'''
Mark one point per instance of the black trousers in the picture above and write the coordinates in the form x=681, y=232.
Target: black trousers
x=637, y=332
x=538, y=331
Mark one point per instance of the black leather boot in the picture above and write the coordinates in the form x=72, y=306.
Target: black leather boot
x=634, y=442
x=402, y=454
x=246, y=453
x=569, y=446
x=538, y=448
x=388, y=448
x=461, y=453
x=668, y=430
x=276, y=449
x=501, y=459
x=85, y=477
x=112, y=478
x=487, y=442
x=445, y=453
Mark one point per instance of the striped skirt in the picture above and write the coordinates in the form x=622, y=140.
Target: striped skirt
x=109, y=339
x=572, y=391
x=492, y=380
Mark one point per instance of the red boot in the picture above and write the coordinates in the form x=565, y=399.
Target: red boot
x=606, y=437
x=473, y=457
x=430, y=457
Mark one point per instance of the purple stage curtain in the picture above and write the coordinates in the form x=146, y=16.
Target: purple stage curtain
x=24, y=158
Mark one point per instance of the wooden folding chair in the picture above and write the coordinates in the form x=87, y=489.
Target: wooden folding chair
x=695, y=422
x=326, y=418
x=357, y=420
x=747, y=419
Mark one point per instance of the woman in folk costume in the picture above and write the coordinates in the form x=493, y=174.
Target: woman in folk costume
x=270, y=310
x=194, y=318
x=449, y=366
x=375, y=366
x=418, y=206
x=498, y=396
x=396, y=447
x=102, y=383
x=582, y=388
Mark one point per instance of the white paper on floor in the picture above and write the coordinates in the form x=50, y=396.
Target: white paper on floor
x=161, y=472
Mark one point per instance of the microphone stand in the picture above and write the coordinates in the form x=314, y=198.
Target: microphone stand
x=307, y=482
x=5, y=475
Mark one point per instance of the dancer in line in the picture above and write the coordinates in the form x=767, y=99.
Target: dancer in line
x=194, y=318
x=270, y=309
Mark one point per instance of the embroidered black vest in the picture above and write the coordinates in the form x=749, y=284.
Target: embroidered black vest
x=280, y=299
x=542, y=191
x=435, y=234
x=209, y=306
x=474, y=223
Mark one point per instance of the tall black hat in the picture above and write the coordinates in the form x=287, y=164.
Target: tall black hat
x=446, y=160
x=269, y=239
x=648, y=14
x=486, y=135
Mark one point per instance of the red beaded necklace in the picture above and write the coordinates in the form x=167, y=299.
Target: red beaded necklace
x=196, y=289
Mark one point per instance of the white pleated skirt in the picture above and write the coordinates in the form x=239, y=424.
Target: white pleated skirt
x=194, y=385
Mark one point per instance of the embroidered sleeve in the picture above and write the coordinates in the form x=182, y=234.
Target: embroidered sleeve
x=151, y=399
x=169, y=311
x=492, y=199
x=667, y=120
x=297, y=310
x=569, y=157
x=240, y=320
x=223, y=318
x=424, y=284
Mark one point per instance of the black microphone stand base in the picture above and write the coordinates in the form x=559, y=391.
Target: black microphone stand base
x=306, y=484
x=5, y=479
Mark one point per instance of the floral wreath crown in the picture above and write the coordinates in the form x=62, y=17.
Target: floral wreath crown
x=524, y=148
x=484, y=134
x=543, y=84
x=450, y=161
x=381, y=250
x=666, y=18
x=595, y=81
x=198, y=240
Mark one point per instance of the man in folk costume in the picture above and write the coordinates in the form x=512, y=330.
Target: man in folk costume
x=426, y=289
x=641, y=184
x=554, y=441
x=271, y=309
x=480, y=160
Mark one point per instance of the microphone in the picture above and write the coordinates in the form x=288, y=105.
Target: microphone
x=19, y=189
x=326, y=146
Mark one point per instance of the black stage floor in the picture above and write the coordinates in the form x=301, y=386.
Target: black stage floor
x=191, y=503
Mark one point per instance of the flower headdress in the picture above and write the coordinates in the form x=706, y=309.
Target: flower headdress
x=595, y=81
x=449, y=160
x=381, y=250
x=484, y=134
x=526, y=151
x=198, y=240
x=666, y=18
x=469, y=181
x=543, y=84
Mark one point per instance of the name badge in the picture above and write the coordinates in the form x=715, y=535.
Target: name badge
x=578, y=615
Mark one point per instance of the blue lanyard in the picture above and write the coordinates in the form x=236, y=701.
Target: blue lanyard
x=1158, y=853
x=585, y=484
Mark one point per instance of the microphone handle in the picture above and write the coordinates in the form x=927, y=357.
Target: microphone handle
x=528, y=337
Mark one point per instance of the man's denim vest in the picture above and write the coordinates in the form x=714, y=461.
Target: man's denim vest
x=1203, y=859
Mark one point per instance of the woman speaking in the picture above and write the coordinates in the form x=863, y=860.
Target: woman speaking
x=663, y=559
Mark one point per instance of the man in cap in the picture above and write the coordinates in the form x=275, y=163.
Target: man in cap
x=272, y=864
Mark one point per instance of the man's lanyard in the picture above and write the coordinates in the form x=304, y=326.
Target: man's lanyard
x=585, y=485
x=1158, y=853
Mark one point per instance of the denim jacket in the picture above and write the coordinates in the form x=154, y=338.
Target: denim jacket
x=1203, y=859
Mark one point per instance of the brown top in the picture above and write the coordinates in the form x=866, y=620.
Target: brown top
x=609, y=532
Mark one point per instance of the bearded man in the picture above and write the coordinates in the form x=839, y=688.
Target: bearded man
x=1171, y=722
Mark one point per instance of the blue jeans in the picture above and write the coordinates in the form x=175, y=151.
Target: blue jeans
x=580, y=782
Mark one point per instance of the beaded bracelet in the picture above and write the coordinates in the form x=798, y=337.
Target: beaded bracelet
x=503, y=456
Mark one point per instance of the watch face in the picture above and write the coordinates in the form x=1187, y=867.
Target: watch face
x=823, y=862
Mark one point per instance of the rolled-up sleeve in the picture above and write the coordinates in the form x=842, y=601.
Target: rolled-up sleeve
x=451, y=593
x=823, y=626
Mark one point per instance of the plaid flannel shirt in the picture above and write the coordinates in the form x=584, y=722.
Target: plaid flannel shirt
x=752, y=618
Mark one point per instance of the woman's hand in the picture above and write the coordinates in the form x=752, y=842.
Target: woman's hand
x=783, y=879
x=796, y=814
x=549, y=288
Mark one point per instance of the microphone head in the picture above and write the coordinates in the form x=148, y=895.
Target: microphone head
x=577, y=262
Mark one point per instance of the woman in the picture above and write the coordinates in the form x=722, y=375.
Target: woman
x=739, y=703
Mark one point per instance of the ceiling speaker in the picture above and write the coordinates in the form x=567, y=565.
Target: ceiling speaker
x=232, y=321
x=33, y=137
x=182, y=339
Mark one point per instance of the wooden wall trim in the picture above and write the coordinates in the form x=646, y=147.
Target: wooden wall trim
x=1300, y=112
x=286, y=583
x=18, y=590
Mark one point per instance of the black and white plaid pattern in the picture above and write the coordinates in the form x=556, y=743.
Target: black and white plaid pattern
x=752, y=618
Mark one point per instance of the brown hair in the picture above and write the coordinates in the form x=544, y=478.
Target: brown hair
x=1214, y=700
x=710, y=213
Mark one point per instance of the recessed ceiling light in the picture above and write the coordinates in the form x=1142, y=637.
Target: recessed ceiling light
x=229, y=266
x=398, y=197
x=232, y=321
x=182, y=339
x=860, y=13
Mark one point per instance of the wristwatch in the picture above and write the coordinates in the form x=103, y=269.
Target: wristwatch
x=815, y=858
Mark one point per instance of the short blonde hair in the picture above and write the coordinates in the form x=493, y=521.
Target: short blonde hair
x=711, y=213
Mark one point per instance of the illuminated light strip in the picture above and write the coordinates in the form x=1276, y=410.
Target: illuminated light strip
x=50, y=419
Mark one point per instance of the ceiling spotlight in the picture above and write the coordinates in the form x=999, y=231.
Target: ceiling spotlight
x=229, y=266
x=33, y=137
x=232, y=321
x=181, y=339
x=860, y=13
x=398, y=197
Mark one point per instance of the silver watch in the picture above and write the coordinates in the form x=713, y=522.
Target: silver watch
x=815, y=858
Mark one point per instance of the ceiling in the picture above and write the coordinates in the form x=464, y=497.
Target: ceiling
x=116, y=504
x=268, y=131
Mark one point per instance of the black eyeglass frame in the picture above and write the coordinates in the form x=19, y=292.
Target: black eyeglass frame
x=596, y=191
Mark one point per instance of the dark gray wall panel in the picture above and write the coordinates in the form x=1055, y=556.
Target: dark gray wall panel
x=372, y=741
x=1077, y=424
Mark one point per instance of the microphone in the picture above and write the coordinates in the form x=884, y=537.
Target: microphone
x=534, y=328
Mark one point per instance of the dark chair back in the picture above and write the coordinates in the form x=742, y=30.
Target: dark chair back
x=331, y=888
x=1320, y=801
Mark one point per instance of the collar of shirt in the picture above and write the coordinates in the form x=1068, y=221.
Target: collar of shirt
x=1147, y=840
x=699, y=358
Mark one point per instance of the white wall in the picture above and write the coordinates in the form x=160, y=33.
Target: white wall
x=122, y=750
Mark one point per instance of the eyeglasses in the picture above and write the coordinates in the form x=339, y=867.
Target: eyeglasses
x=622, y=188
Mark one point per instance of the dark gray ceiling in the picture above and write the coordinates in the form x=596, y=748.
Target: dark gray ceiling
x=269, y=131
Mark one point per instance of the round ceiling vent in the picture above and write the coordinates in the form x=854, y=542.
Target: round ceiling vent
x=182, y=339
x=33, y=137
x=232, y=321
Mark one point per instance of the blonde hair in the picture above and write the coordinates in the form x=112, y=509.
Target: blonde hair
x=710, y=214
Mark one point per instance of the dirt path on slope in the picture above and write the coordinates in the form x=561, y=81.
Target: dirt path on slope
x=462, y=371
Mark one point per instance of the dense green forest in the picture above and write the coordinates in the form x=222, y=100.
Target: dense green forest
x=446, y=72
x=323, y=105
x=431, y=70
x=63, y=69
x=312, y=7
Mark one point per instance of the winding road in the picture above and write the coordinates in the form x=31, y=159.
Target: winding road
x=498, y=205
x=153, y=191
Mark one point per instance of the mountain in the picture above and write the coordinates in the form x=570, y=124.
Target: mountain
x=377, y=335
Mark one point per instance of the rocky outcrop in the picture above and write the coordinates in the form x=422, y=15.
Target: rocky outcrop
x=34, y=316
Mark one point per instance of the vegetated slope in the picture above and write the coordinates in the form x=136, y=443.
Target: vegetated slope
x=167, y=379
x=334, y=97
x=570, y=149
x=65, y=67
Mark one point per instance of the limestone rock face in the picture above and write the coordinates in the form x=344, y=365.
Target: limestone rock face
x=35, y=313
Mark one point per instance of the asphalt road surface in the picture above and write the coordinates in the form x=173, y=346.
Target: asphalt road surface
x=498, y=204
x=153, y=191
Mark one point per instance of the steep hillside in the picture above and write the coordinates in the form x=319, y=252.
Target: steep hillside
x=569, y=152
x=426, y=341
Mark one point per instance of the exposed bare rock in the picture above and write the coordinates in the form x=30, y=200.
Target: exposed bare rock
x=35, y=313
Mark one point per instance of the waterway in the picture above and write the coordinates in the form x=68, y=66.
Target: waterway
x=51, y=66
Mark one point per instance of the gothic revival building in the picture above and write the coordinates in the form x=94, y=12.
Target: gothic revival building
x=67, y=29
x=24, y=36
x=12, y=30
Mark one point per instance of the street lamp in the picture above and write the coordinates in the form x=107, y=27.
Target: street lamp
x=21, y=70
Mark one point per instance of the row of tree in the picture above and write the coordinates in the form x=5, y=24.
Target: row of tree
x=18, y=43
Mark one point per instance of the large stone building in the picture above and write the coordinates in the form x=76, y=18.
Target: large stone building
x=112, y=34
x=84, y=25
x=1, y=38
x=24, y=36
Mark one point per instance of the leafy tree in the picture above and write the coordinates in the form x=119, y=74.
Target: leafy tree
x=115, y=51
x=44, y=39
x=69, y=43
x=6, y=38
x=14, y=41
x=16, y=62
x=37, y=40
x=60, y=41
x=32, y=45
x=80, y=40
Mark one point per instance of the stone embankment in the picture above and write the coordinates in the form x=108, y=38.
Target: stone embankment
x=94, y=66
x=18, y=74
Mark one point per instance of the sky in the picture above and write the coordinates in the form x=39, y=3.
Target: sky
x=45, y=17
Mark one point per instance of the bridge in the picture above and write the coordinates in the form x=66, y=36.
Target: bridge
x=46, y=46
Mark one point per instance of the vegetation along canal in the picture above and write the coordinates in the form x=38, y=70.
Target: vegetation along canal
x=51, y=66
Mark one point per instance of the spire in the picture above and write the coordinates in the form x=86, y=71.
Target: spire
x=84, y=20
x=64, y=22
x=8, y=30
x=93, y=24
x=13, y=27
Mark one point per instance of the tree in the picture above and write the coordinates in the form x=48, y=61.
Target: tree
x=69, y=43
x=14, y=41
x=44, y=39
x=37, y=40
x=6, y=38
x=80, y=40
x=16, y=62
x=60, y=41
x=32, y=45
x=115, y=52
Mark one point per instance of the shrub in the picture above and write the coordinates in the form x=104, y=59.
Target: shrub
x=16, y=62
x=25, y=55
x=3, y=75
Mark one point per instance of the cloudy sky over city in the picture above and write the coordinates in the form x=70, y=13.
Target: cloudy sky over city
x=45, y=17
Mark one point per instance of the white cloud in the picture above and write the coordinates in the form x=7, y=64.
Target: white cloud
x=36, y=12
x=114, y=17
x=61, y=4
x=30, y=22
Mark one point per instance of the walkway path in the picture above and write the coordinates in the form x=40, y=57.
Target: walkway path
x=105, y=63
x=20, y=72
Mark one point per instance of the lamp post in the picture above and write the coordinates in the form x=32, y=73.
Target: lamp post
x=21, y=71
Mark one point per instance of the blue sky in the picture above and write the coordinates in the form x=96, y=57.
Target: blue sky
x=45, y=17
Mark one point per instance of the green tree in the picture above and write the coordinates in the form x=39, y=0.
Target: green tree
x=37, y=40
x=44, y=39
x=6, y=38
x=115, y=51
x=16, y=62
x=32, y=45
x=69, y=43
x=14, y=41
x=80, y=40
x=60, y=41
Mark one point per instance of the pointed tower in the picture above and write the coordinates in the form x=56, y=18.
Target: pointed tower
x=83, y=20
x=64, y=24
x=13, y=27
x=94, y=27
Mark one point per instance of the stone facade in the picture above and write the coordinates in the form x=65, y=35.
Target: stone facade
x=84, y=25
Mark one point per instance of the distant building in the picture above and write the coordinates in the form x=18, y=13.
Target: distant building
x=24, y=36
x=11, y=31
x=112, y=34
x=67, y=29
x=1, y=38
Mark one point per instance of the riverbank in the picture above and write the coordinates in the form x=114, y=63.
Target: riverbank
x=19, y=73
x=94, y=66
'''
(Task to carry out): Copy out the part of the material above that opens with the line containing "Mark one point per instance of the collar" and closes with the line containing "x=269, y=131", keeping every line identical and including both of those lines.

(Answer to this problem):
Mark one point per instance of the collar of shirt in the picture above and write the coordinates in the form x=1068, y=221.
Target: collar of shirt
x=1147, y=840
x=699, y=358
Mark one point per instance of the white wall in the picture above and write the coordinates in the form x=160, y=33.
Target: white wall
x=122, y=750
Mark one point per instance of the eyeglasses in the picture above and write the coordinates in the form x=339, y=867.
Target: eyeglasses
x=622, y=188
Mark one point per instance of the dark gray ceiling in the picture above and write the coordinates in the form x=596, y=748.
Target: dark gray ceiling
x=269, y=131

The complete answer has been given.